■ **What you have to do**:
Begin at the line containing "Query: flat-topped mountain" and reproduce every line through the end of the entries below. Nothing else should appear.

■ **Extracted data**:
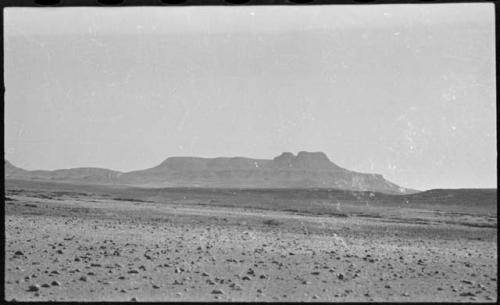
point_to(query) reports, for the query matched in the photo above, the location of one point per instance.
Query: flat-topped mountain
(304, 170)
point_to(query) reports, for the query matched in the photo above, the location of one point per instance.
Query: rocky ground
(80, 248)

■ **Response**:
Query: flat-topped mountain
(304, 170)
point_to(query) reports, for the query matched in the photo above, the location of one point per instance.
Query: rocky ground
(80, 248)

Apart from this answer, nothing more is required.